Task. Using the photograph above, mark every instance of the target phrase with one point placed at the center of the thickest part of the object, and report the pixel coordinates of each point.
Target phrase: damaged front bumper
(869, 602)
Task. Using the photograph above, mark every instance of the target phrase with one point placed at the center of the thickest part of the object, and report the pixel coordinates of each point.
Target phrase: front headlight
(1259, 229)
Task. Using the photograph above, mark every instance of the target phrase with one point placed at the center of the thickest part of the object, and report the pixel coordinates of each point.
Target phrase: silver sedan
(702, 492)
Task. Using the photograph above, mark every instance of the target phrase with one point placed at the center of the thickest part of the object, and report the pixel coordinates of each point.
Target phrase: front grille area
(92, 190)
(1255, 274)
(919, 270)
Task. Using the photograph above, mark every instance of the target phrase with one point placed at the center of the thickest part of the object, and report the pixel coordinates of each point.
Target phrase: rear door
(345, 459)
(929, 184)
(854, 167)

---

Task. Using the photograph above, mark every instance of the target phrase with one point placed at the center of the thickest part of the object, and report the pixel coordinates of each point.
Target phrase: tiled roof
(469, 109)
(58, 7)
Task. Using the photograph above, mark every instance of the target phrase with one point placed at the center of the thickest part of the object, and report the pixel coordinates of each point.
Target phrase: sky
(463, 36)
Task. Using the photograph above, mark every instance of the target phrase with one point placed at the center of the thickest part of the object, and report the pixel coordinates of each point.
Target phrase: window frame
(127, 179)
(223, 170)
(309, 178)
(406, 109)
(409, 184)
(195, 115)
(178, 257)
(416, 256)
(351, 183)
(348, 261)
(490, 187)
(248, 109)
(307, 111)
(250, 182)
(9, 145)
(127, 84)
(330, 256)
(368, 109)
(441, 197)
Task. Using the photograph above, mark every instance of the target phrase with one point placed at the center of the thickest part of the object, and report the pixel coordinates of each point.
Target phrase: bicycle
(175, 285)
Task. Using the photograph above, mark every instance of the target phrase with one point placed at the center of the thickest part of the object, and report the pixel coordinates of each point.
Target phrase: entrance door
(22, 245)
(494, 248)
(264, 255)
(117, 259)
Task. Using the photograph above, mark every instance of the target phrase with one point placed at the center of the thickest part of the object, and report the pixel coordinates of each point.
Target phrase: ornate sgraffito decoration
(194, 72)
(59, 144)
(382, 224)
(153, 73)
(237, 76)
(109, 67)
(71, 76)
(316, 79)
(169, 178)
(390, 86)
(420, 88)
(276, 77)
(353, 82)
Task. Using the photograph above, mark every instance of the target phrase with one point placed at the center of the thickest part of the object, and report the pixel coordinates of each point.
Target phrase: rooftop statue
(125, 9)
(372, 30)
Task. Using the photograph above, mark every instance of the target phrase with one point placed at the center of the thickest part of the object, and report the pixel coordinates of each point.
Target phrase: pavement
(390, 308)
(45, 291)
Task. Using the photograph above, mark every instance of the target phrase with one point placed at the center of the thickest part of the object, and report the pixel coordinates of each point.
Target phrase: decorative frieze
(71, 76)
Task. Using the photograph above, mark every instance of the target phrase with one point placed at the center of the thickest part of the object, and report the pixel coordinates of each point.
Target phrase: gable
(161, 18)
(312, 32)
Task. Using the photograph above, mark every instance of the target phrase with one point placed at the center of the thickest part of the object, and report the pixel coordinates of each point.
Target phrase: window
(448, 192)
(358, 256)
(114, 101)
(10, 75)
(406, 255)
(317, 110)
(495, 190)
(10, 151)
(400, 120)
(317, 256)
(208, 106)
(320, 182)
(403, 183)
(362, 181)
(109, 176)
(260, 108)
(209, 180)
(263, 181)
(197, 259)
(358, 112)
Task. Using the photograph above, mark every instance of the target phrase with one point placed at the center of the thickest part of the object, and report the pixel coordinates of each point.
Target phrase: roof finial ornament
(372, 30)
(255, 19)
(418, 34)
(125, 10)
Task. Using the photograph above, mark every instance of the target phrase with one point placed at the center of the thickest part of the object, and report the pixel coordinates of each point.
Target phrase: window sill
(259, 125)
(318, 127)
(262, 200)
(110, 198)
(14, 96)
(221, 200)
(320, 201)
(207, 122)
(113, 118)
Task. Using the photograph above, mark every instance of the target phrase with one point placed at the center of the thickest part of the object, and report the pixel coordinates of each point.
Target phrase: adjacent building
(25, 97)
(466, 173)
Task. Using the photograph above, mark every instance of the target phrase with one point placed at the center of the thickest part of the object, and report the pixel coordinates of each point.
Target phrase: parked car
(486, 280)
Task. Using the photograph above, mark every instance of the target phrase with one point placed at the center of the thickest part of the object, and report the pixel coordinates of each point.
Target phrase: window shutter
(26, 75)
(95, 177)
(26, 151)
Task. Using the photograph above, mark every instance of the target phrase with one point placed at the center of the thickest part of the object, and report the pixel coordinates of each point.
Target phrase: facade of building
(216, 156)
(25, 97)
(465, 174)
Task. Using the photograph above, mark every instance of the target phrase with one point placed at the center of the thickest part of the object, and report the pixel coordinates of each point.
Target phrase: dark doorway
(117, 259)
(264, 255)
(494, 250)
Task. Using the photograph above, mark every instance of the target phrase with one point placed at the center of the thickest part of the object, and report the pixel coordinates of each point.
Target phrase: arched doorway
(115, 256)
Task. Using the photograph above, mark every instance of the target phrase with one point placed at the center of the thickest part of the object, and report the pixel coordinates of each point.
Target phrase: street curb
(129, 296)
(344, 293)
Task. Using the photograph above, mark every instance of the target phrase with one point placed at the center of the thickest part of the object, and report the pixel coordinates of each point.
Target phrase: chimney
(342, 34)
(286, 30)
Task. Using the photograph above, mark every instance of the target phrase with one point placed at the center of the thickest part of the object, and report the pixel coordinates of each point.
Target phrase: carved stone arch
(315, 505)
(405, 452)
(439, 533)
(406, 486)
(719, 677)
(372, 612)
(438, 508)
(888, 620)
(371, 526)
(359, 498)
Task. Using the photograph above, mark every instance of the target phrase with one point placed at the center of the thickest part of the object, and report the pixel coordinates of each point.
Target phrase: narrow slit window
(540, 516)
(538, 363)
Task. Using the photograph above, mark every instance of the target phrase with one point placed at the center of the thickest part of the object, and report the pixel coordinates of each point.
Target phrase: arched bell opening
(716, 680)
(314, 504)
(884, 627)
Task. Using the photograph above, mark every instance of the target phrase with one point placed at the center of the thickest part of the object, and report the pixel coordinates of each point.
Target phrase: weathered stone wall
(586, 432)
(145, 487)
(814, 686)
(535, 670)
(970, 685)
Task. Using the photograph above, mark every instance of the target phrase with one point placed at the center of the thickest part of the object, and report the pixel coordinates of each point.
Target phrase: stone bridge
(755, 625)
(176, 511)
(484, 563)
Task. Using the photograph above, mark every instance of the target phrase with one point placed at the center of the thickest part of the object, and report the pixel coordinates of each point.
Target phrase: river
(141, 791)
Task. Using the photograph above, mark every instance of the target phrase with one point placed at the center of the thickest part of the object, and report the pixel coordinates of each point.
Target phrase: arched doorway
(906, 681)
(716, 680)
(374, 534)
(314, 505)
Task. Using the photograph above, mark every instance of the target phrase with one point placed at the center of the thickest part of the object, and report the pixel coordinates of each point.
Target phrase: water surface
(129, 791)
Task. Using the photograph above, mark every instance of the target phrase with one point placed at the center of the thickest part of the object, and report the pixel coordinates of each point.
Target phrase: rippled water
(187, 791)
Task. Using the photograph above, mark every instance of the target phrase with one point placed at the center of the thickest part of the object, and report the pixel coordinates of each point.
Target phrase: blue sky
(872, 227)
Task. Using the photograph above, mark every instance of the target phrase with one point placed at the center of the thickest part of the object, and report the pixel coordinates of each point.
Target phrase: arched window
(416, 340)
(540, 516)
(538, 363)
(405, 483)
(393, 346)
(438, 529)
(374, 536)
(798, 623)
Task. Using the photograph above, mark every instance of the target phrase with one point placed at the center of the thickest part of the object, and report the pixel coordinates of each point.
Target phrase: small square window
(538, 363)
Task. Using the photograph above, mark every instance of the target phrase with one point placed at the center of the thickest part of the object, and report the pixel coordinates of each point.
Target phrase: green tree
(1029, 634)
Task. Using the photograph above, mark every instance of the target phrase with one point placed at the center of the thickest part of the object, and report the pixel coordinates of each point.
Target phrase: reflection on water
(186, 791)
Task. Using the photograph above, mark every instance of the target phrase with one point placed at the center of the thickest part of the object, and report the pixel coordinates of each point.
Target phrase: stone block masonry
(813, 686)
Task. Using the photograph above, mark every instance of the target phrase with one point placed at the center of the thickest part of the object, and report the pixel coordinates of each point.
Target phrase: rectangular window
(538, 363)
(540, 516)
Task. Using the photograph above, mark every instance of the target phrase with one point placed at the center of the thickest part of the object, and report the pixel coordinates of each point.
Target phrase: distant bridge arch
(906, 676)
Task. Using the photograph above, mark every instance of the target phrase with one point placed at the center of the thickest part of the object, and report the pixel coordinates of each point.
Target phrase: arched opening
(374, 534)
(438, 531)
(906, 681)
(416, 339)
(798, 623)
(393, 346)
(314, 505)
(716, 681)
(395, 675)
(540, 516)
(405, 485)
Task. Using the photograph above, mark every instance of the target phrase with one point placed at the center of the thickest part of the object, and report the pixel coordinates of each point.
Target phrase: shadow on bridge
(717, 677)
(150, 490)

Problem to work on:
Collect every line in the items above that contains the word "building", and copy each one unchanged.

Exercise answer:
Target phrase: adjacent building
Target phrase: facade of building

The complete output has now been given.